INSTRUCTIONS FOR THE TASK
Can you reproduce all of the material below word for word, leaving the pictures out of your answer?

Stored data entries
..........

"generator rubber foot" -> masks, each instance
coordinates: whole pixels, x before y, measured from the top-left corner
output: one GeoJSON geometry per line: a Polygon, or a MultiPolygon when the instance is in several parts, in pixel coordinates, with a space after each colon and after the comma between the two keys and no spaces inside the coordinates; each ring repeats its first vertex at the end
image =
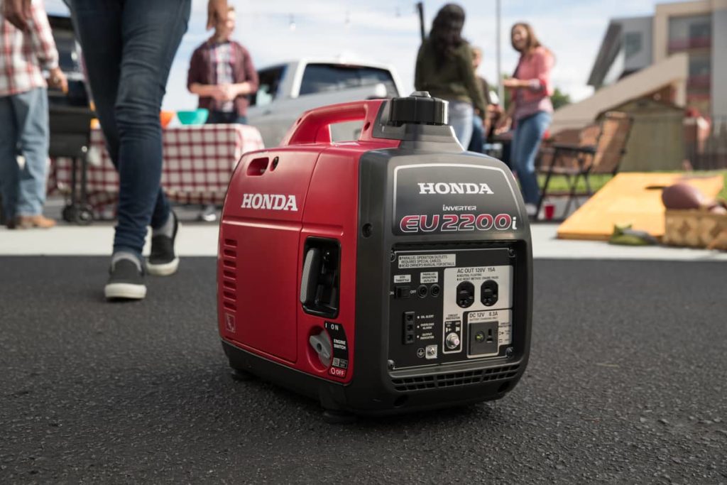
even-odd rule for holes
{"type": "Polygon", "coordinates": [[[234,380],[240,382],[245,382],[249,380],[252,380],[255,378],[255,376],[250,374],[247,371],[244,371],[241,369],[233,369],[230,371],[230,376],[234,380]]]}
{"type": "Polygon", "coordinates": [[[324,409],[323,412],[323,420],[329,425],[349,425],[355,422],[357,419],[356,414],[345,411],[324,409]]]}

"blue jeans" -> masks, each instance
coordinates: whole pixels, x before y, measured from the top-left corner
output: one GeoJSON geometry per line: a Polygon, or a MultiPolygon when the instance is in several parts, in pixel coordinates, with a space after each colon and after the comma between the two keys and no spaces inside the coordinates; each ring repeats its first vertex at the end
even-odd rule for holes
{"type": "Polygon", "coordinates": [[[454,135],[459,144],[467,150],[472,137],[472,119],[475,109],[471,103],[465,101],[449,102],[449,125],[454,129],[454,135]]]}
{"type": "Polygon", "coordinates": [[[191,0],[71,0],[108,153],[119,171],[113,250],[141,256],[147,227],[169,216],[159,110],[191,0]]]}
{"type": "Polygon", "coordinates": [[[538,111],[534,115],[521,118],[518,120],[513,135],[511,163],[518,173],[526,204],[537,205],[540,200],[540,189],[535,174],[535,157],[552,117],[550,113],[538,111]]]}
{"type": "Polygon", "coordinates": [[[206,124],[228,124],[230,123],[247,124],[247,116],[240,116],[236,112],[210,111],[209,116],[207,117],[206,124]]]}
{"type": "Polygon", "coordinates": [[[478,153],[484,152],[485,137],[483,134],[484,125],[482,119],[479,116],[472,118],[472,137],[470,139],[470,145],[467,148],[469,151],[478,153]]]}
{"type": "Polygon", "coordinates": [[[0,97],[0,195],[5,220],[42,213],[48,137],[45,88],[0,97]],[[18,155],[25,159],[22,170],[18,155]]]}

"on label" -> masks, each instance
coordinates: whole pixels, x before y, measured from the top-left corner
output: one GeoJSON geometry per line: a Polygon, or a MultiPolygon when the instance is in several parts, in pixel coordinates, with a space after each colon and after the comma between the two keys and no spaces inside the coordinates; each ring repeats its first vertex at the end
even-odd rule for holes
{"type": "Polygon", "coordinates": [[[411,275],[394,275],[394,283],[411,283],[411,275]]]}

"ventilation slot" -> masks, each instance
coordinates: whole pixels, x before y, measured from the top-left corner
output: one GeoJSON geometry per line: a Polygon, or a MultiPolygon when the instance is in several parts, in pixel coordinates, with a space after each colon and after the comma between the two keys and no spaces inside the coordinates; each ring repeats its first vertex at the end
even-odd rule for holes
{"type": "Polygon", "coordinates": [[[237,310],[237,241],[222,239],[222,306],[230,311],[237,310]]]}
{"type": "Polygon", "coordinates": [[[453,372],[451,374],[433,374],[431,375],[419,376],[417,377],[405,377],[403,379],[392,379],[396,390],[422,390],[424,389],[436,389],[438,388],[449,388],[470,384],[480,384],[491,380],[511,379],[518,374],[520,366],[505,366],[493,367],[466,372],[453,372]]]}

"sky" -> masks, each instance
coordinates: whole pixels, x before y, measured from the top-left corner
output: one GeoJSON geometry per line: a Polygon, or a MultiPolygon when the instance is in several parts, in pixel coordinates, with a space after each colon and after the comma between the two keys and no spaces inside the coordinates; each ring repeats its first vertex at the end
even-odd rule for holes
{"type": "MultiPolygon", "coordinates": [[[[250,52],[260,69],[301,57],[375,61],[392,65],[405,93],[414,89],[414,67],[420,43],[415,1],[409,0],[228,0],[238,12],[233,37],[250,52]],[[294,29],[291,28],[292,21],[294,29]]],[[[425,0],[427,31],[446,1],[425,0]]],[[[496,0],[459,2],[467,17],[464,36],[484,53],[478,73],[493,83],[496,70],[496,0]]],[[[650,15],[655,0],[502,0],[502,65],[512,73],[518,55],[510,44],[513,23],[530,23],[541,42],[555,55],[555,87],[574,100],[593,92],[586,85],[601,39],[611,18],[650,15]]],[[[662,3],[661,1],[658,3],[662,3]]],[[[205,31],[206,0],[193,0],[187,34],[177,52],[164,108],[196,107],[187,92],[192,52],[210,35],[205,31]]],[[[67,13],[61,0],[46,0],[49,13],[67,13]]]]}

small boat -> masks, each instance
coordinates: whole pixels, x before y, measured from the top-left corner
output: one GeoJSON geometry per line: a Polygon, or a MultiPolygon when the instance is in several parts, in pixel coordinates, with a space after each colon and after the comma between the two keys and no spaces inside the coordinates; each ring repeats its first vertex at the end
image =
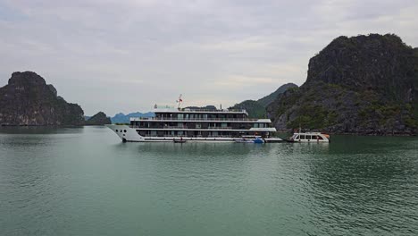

..........

COMPLETED TASK
"generator rubber foot" -> masks, each instance
coordinates: whole pixels, x before y, measured from the top-left corner
output: one GeoJSON geometry per line: a Polygon, or a MultiPolygon when the instance is in several parts, in pixel coordinates, with a space after each colon and after the comma between the two keys and no spaces inside the coordinates; each ring repeats its first vertex at the end
image =
even-odd rule for holes
{"type": "Polygon", "coordinates": [[[234,380],[240,382],[245,382],[249,380],[252,380],[255,378],[255,376],[250,374],[247,371],[244,371],[241,369],[233,369],[230,371],[230,376],[234,380]]]}
{"type": "Polygon", "coordinates": [[[324,409],[323,412],[323,420],[329,425],[349,425],[355,422],[357,419],[356,414],[345,411],[324,409]]]}

"blue jeans" -> masks, each instance
coordinates: whole pixels, x before y, measured from the top-left corner
output: one GeoJSON geometry per line: a Polygon, or a MultiPolygon when the instance is in several parts, in pixel coordinates, with a space after each colon and after the comma between the two keys and no spaces inside the coordinates; each ring repeats its first vertex at the end
even-odd rule for holes
{"type": "Polygon", "coordinates": [[[454,135],[459,144],[467,150],[472,137],[472,119],[475,109],[471,103],[465,101],[449,102],[449,125],[454,129],[454,135]]]}
{"type": "Polygon", "coordinates": [[[191,0],[71,0],[108,153],[119,171],[113,250],[141,256],[147,227],[169,216],[159,110],[191,0]]]}
{"type": "Polygon", "coordinates": [[[538,111],[534,115],[521,118],[518,120],[513,135],[511,163],[518,173],[526,204],[537,205],[540,200],[540,189],[535,174],[535,157],[552,117],[550,113],[538,111]]]}
{"type": "Polygon", "coordinates": [[[206,124],[228,124],[230,123],[247,124],[247,116],[240,116],[236,112],[210,111],[209,116],[207,117],[206,124]]]}
{"type": "Polygon", "coordinates": [[[478,153],[484,152],[485,137],[483,134],[484,125],[482,119],[479,116],[472,118],[472,137],[470,139],[470,145],[467,148],[469,151],[478,153]]]}
{"type": "Polygon", "coordinates": [[[0,97],[0,195],[5,220],[42,213],[48,137],[45,88],[0,97]],[[18,155],[25,159],[22,170],[18,155]]]}

"on label" -> masks, each instance
coordinates: whole pixels, x before y, measured from the top-left corner
output: one GeoJSON geometry per line: a Polygon, or a MultiPolygon when the instance is in several parts, in pixel coordinates, with a space after each colon and after the comma between the two keys and no spaces inside the coordinates; each ring repeats its first vertex at the end
even-odd rule for holes
{"type": "Polygon", "coordinates": [[[411,275],[394,275],[394,283],[411,283],[411,275]]]}

"ventilation slot" -> masks, each instance
coordinates: whole pixels, x before y, measured from the top-left corner
output: one GeoJSON geometry per line: a Polygon, or a MultiPolygon when the instance is in several parts, in pixel coordinates, with a space after each colon and after the comma between the two keys and no spaces inside the coordinates; each ring repeats its first vertex at the end
even-odd rule for holes
{"type": "Polygon", "coordinates": [[[237,310],[237,241],[222,239],[222,306],[230,311],[237,310]]]}
{"type": "Polygon", "coordinates": [[[453,372],[451,374],[433,374],[431,375],[419,376],[417,377],[405,377],[403,379],[392,379],[396,390],[422,390],[424,389],[436,389],[438,388],[449,388],[470,384],[480,384],[491,380],[511,379],[518,374],[520,366],[505,366],[493,367],[466,372],[453,372]]]}

"sky" -> masks, each instance
coordinates: whole pixels, x before y, measured from the top-left corner
output: one GeoJSON geometry per line: a Polygon, or a MultiPolygon when the instance is in several parts, in pixel coordinates, with a space after each colon and after the comma between the two keys and no spaces inside the coordinates; each ring repeats its first vertex at the end
even-odd rule for holes
{"type": "MultiPolygon", "coordinates": [[[[250,52],[260,69],[301,57],[375,61],[392,65],[405,93],[414,89],[414,67],[420,43],[415,1],[409,0],[228,0],[238,12],[233,37],[250,52]],[[294,29],[291,28],[292,21],[294,29]]],[[[425,0],[427,31],[446,1],[425,0]]],[[[496,0],[459,2],[467,17],[464,36],[484,53],[478,73],[493,83],[496,70],[496,0]]],[[[650,15],[655,0],[502,0],[502,65],[512,73],[518,55],[510,44],[513,23],[530,23],[541,42],[555,55],[555,87],[574,100],[593,92],[586,85],[601,39],[611,18],[650,15]]],[[[662,3],[661,1],[658,3],[662,3]]],[[[205,31],[206,0],[193,0],[187,34],[177,52],[164,108],[196,107],[187,92],[192,52],[210,35],[205,31]]],[[[67,13],[61,0],[46,0],[49,13],[67,13]]]]}

small boat -> masks, each instance
coordinates: whole pixels, x before y, measured from the top-left corner
output: one GeoJSON geometry per line: a Polygon, or a MultiPolygon when the instance is in several parts, in pixel coordinates, with a space after each colon and after the comma between the two keys and no spaces inside the coordinates; each ring repeats its first vertex at the end
image =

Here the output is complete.